Teks Sumber:
/---

2023-02-16

Tantangan dalam Industri Tekstil Saat Ini: Visibilitas dan Transparansi di Era Informasi

Tantangan dalam Industri Tekstil Saat Ini: Visibilitas dan Transparansi di Era Informasi

Manusia sebagai makhluk hidup membutuhkan sandang, pangan, dan papan sebagai kebutuhan pokok. Tekstil yang termasuk dalam kategori sandang juga sangat banyak mempengaruhi kehidupan manusia sehari-hari. Pakaian untuk umat manusia telah berkembang dari sebuah kebutuhan dasar menjadi ekspresi identitas diri, fashion, gaya hidup, dan atribut simbol status sosial. Hal ini dapat dilihat dari perkembangan segi ekonomi, di mana ukuran pasar tekstil global saat ini bernilai USD 993,6 miliar pada tahun 2021 dan diperkirakan akan terus tumbuh dengan tingkat pertumbuhan tahunan gabungan sebesar 4,0% dari tahun 2022 hingga 2030. 

 

Industri tekstil telah menjadi bagian penting dari penggerak ekonomi global yang akan terus berkembang di tahun-tahun mendatang. Industri tekstil juga adalah salah satu penyumbang terbesar GDP global, yang otomatis berdampak besar pada pasar tenaga kerja. Tak hanya itu, peningkatan pendapatan konsumen diperkirakan juga akan meningkatkan permintaan komoditi pakaian dan aksesoris dalam beberapa tahun ke depan.

\---

Kutipan Data:

/---

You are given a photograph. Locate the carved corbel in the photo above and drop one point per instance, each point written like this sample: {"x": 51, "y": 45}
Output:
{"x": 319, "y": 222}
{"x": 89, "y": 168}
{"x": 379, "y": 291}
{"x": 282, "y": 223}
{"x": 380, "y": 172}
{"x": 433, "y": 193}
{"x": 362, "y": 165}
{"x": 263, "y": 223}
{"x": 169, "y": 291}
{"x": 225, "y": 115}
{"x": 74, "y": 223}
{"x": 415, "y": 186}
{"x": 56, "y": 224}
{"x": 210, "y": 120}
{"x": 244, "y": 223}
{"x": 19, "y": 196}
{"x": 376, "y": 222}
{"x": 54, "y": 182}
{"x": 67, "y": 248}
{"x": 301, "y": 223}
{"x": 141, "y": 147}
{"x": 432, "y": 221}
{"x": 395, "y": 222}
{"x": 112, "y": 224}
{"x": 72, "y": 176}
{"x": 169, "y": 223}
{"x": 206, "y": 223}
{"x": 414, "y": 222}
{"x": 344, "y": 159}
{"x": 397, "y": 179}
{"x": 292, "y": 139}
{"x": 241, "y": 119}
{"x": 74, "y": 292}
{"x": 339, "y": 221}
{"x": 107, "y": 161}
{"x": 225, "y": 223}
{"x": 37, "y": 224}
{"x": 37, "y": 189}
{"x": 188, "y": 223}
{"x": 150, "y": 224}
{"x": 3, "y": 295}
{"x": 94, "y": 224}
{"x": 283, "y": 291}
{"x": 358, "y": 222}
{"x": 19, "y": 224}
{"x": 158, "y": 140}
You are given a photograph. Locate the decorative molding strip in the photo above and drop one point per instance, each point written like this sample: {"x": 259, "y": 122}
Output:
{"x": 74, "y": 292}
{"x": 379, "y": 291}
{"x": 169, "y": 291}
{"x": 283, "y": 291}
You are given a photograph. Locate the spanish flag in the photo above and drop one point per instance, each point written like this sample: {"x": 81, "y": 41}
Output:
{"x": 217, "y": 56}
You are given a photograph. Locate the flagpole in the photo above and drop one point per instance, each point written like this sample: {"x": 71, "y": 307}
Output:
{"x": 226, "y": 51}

\---

Petunjuk Tugas:
[a] Rangkum teks tentang industri tekstil dalam dua kalimat.
[b] Menurut teks tentang industri tekstil, pakaian telah berkembang dari sebuah kebutuhan dasar menjadi beberapa hal. Sebutkan semuanya.
[c] Tolong terjemahkan kalimat dari teks tentang industri tekstil ini ke dalam bahasa Inggris: "Industri tekstil juga adalah salah satu penyumbang terbesar GDP global, yang otomatis berdampak besar pada pasar tenaga kerja."

Hasil Latihan:
[a] Tekstil sebagai bagian dari sandang sangat memengaruhi kehidupan manusia sehari-hari, dan pakaian telah berkembang dari kebutuhan dasar menjadi ekspresi identitas diri, fashion, gaya hidup, serta simbol status sosial. Pasar tekstil global bernilai USD 993,6 miliar pada tahun 2021 dan diperkirakan tumbuh 4,0% per tahun dari 2022 hingga 2030, sementara industri ini menjadi penggerak penting ekonomi global, salah satu penyumbang terbesar GDP global, dan berdampak besar pada pasar tenaga kerja.

[b]
- ekspresi identitas diri
- fashion
- gaya hidup
- atribut simbol status sosial

[c] The textile industry is also one of the largest contributors to global GDP, which automatically has a major impact on the labor market.